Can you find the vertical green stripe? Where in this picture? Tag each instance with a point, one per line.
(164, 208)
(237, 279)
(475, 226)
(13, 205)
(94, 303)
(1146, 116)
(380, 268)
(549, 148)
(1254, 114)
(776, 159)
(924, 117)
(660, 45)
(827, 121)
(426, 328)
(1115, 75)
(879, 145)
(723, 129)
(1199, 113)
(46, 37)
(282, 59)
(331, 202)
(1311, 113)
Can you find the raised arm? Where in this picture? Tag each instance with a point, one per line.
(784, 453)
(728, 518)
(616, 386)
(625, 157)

■ PROBLEM DETAILS ■
Reproduce, character for character, everything in the records above from the line containing "Can you find the raised" down to the end of the records, with both ends included.

■ THE ANSWER ■
Can you find the raised arm? Where in this picture? Tag each instance with a point, one per line.
(784, 453)
(728, 518)
(616, 386)
(625, 157)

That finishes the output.